▶ **BRIEF**
Return all of the material below word for word, but leave out the pictures.

▶ **GIVEN DATA**

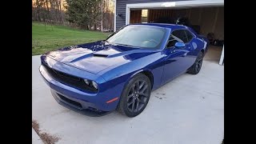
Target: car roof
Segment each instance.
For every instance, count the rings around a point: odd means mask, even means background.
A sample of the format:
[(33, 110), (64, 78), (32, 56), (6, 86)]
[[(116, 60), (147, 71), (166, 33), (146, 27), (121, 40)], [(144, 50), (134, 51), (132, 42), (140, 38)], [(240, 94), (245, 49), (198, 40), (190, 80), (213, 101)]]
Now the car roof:
[(158, 27), (164, 27), (164, 28), (170, 28), (172, 30), (175, 29), (187, 29), (187, 26), (183, 25), (176, 25), (176, 24), (168, 24), (168, 23), (135, 23), (130, 25), (146, 25), (146, 26), (154, 26)]

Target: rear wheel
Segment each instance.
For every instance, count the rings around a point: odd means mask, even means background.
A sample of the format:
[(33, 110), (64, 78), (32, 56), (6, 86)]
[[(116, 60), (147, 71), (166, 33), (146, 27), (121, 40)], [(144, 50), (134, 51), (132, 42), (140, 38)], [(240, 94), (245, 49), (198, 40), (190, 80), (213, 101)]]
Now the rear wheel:
[(135, 117), (146, 106), (151, 93), (149, 78), (138, 74), (131, 78), (122, 94), (118, 110), (128, 117)]
[(203, 54), (202, 51), (200, 51), (197, 59), (195, 60), (193, 66), (188, 70), (187, 73), (192, 74), (198, 74), (202, 67), (202, 59), (203, 59)]

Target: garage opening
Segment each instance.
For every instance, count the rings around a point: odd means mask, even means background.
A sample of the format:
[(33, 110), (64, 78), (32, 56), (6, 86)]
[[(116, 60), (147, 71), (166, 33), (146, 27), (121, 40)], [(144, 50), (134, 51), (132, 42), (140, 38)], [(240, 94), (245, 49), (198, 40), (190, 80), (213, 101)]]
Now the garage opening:
[(224, 45), (224, 6), (130, 9), (130, 23), (176, 23), (188, 19), (190, 27), (210, 41), (205, 59), (219, 63)]

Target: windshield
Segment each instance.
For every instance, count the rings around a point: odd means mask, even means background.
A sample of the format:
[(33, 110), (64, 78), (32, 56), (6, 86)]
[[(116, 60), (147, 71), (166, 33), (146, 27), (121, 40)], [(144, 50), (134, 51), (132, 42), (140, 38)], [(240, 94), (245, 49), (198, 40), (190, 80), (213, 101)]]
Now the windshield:
[(108, 42), (133, 47), (155, 49), (160, 46), (166, 30), (149, 26), (127, 26), (107, 39)]

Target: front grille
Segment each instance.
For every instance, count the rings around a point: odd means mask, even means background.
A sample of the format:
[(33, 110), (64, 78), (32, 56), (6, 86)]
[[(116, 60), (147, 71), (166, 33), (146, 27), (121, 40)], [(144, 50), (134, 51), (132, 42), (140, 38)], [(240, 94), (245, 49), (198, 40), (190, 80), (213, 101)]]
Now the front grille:
[(51, 69), (44, 62), (42, 62), (42, 65), (46, 68), (46, 72), (48, 74), (54, 79), (62, 83), (69, 85), (73, 87), (79, 88), (82, 90), (86, 90), (92, 92), (97, 92), (97, 90), (89, 87), (86, 83), (83, 82), (82, 78)]
[(71, 100), (71, 99), (70, 99), (70, 98), (67, 98), (62, 96), (62, 94), (58, 94), (58, 97), (59, 97), (61, 99), (62, 99), (63, 101), (68, 102), (68, 103), (70, 103), (70, 104), (72, 104), (72, 105), (74, 105), (74, 106), (78, 106), (78, 107), (79, 107), (80, 109), (82, 108), (82, 105), (81, 105), (79, 102), (77, 102), (73, 101), (73, 100)]

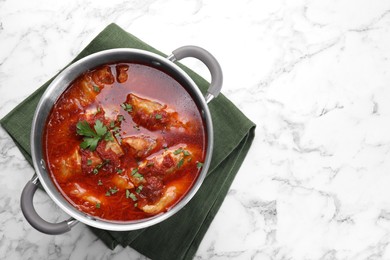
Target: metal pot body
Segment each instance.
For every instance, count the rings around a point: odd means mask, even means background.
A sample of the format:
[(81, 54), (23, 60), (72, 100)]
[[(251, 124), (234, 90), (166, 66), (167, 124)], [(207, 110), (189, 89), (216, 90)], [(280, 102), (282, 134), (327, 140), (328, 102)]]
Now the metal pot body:
[[(195, 57), (201, 60), (210, 70), (211, 85), (206, 96), (200, 92), (193, 80), (179, 67), (174, 61), (185, 58)], [(47, 117), (59, 96), (70, 86), (70, 84), (82, 73), (104, 64), (119, 62), (141, 63), (147, 66), (157, 68), (177, 80), (191, 95), (196, 103), (204, 121), (205, 132), (207, 135), (207, 151), (202, 171), (193, 187), (184, 198), (179, 201), (169, 211), (156, 216), (135, 220), (135, 221), (107, 221), (94, 218), (82, 211), (74, 208), (62, 194), (57, 190), (50, 174), (46, 170), (44, 160), (44, 151), (42, 147), (43, 131)], [(213, 125), (207, 103), (216, 97), (222, 87), (222, 71), (216, 59), (207, 51), (196, 46), (184, 46), (172, 52), (168, 58), (160, 55), (138, 50), (138, 49), (112, 49), (89, 55), (63, 70), (49, 85), (38, 103), (31, 130), (31, 155), (34, 163), (36, 175), (29, 181), (21, 197), (21, 208), (25, 218), (37, 230), (47, 234), (61, 234), (69, 231), (77, 222), (82, 222), (92, 227), (113, 230), (129, 231), (149, 227), (157, 224), (178, 212), (195, 195), (201, 186), (208, 171), (213, 150)], [(33, 206), (33, 196), (39, 183), (43, 186), (50, 198), (67, 214), (70, 219), (60, 223), (49, 223), (43, 220), (35, 211)]]

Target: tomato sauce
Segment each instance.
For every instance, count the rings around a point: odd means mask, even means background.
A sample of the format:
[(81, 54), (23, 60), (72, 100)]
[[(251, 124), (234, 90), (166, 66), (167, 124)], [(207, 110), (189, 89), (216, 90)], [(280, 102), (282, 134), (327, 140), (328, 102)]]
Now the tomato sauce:
[(44, 130), (48, 171), (75, 208), (114, 221), (169, 210), (191, 189), (207, 144), (200, 111), (171, 76), (100, 66), (58, 98)]

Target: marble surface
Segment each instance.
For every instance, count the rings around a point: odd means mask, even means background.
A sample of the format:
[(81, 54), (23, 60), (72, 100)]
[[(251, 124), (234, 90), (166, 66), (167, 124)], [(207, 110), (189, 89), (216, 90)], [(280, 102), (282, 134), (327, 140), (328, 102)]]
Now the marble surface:
[[(195, 259), (390, 259), (390, 1), (0, 0), (0, 117), (111, 22), (167, 54), (209, 50), (257, 124)], [(83, 224), (32, 229), (19, 207), (32, 174), (0, 128), (0, 258), (145, 259)]]

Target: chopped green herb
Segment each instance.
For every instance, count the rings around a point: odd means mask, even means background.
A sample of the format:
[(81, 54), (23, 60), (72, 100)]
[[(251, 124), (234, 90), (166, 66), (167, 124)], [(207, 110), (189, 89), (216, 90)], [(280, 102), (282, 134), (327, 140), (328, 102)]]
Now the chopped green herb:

▶ **TASK ANSWER**
Target: car roof
Segment each instance.
For every instance, count the rings around a point: odd means mask, even means background.
A sample of the format:
[(33, 110), (64, 78), (32, 56), (6, 86)]
[[(116, 60), (147, 71), (166, 33), (146, 27), (121, 40)], [(144, 50), (134, 51), (132, 42), (140, 38)], [(240, 94), (245, 49), (198, 40), (190, 80), (213, 101)]]
Now the car roof:
[(158, 27), (164, 27), (164, 28), (170, 28), (172, 30), (175, 29), (187, 29), (187, 26), (183, 25), (176, 25), (176, 24), (168, 24), (168, 23), (135, 23), (130, 25), (146, 25), (146, 26), (154, 26)]

Target: rear wheel
Segment each instance.
For every instance, count the rings around a point: odd means mask, even means background.
A sample of the format:
[(33, 110), (64, 78), (32, 56), (6, 86)]
[[(116, 60), (147, 71), (166, 33), (146, 27), (121, 40)], [(144, 50), (134, 51), (132, 42), (140, 38)], [(240, 94), (245, 49), (198, 40), (190, 80), (213, 101)]]
Now the rear wheel:
[(135, 117), (146, 106), (151, 93), (149, 78), (138, 74), (131, 78), (122, 94), (118, 110), (128, 117)]
[(203, 54), (202, 51), (200, 51), (197, 59), (195, 60), (193, 66), (188, 70), (187, 73), (192, 74), (198, 74), (202, 67), (202, 59), (203, 59)]

Target: garage opening
Segment each instance.
For every instance, count the rings around a point: odd means mask, even means background.
A sample of the format:
[(33, 110), (64, 78), (32, 56), (6, 86)]
[[(116, 60), (147, 71), (166, 33), (146, 27), (121, 40)], [(144, 50), (134, 51), (132, 42), (140, 38)], [(240, 94), (245, 49), (198, 40), (190, 80), (213, 101)]]
Now the garage opening:
[(224, 45), (224, 6), (130, 9), (130, 23), (176, 23), (188, 19), (190, 27), (210, 41), (205, 59), (219, 63)]

Target: windshield
Segment each instance.
For every instance, count the rings around a point: odd means mask, even means background.
A sample of the format:
[(33, 110), (64, 78), (32, 56), (6, 86)]
[[(116, 60), (147, 71), (166, 33), (146, 27), (121, 40)], [(144, 50), (134, 51), (132, 42), (140, 38)], [(240, 94), (245, 49), (198, 40), (190, 80), (213, 101)]]
Now the windshield:
[(108, 42), (133, 47), (155, 49), (160, 46), (166, 30), (149, 26), (127, 26), (107, 39)]

Target: front grille
Segment each instance.
For every instance, count the rings around a point: odd means mask, even means background.
A sample of the format:
[(33, 110), (64, 78), (32, 56), (6, 86)]
[[(116, 60), (147, 71), (166, 33), (146, 27), (121, 40)], [(144, 50), (134, 51), (132, 42), (140, 38)], [(240, 94), (245, 49), (198, 40), (190, 80), (213, 101)]]
Now the front grille:
[(51, 69), (44, 62), (42, 62), (42, 65), (46, 68), (46, 72), (48, 74), (54, 79), (62, 83), (69, 85), (73, 87), (79, 88), (82, 90), (86, 90), (92, 92), (97, 92), (97, 90), (89, 87), (86, 83), (83, 82), (82, 78)]
[(71, 100), (71, 99), (70, 99), (70, 98), (67, 98), (62, 96), (62, 94), (58, 94), (58, 97), (59, 97), (61, 99), (62, 99), (63, 101), (68, 102), (68, 103), (70, 103), (70, 104), (72, 104), (72, 105), (74, 105), (74, 106), (78, 106), (78, 107), (79, 107), (80, 109), (82, 108), (82, 105), (81, 105), (79, 102), (77, 102), (73, 101), (73, 100)]

Target: metal pot body
Segment each instance.
For every instance, count the rings around a point: odd means mask, even means background.
A sample of the format:
[(81, 54), (23, 60), (72, 100)]
[[(251, 124), (234, 90), (166, 66), (167, 124)], [(207, 110), (189, 89), (216, 90)], [(280, 102), (282, 134), (327, 140), (328, 102)]]
Now the metal pot body:
[[(195, 57), (201, 60), (210, 70), (211, 85), (206, 96), (200, 92), (193, 80), (179, 67), (174, 61), (185, 58)], [(47, 117), (59, 96), (70, 86), (70, 84), (82, 73), (104, 64), (119, 62), (141, 63), (147, 66), (157, 68), (177, 80), (191, 95), (196, 103), (204, 121), (205, 132), (207, 135), (207, 151), (202, 171), (193, 187), (184, 198), (179, 201), (169, 211), (156, 216), (135, 220), (135, 221), (107, 221), (94, 218), (82, 211), (74, 208), (62, 194), (57, 190), (50, 174), (46, 170), (44, 160), (44, 151), (42, 147), (43, 131)], [(213, 125), (207, 103), (216, 97), (222, 87), (222, 71), (216, 59), (207, 51), (196, 46), (184, 46), (172, 52), (168, 58), (160, 55), (138, 50), (138, 49), (112, 49), (89, 55), (63, 70), (49, 85), (38, 103), (31, 130), (31, 155), (34, 163), (36, 175), (29, 181), (21, 197), (21, 208), (25, 218), (37, 230), (47, 234), (61, 234), (69, 231), (77, 222), (82, 222), (92, 227), (113, 230), (129, 231), (149, 227), (157, 224), (178, 212), (195, 195), (201, 186), (208, 171), (213, 150)], [(33, 206), (33, 196), (39, 183), (43, 186), (50, 198), (67, 214), (70, 219), (60, 223), (49, 223), (43, 220), (35, 211)]]

Target: tomato sauce
Segment each instance.
For every instance, count the rings around a point: odd means mask, even means background.
A sample of the format:
[(81, 54), (23, 60), (72, 100)]
[[(251, 124), (234, 90), (166, 66), (167, 124)], [(207, 110), (189, 89), (216, 90)], [(280, 102), (282, 134), (327, 140), (328, 102)]]
Now the tomato sauce:
[(44, 130), (48, 171), (75, 208), (114, 221), (169, 210), (191, 189), (207, 144), (200, 111), (171, 76), (100, 66), (58, 98)]

Target: marble surface
Segment each instance.
For every instance, count the rings around a point: odd means mask, even means background.
A sample of the format:
[(81, 54), (23, 60), (72, 100)]
[[(251, 124), (234, 90), (166, 66), (167, 124)], [(207, 110), (189, 89), (216, 90)], [(280, 102), (282, 134), (327, 140), (328, 102)]]
Now the marble surface:
[[(195, 259), (390, 259), (390, 1), (0, 0), (0, 117), (111, 22), (167, 54), (209, 50), (257, 124)], [(83, 224), (32, 229), (19, 207), (32, 174), (0, 128), (0, 258), (145, 259)]]

Target: chopped green herb
Segment each instance.
For every instance, count the rings around a point: odd means mask, even means background.
A sample of the format:
[(81, 54), (23, 60), (72, 100)]
[[(251, 124), (234, 90), (166, 66), (167, 124)], [(207, 110), (189, 89), (216, 90)], [(280, 102), (282, 134), (327, 140), (328, 102)]]
Now the chopped green herb:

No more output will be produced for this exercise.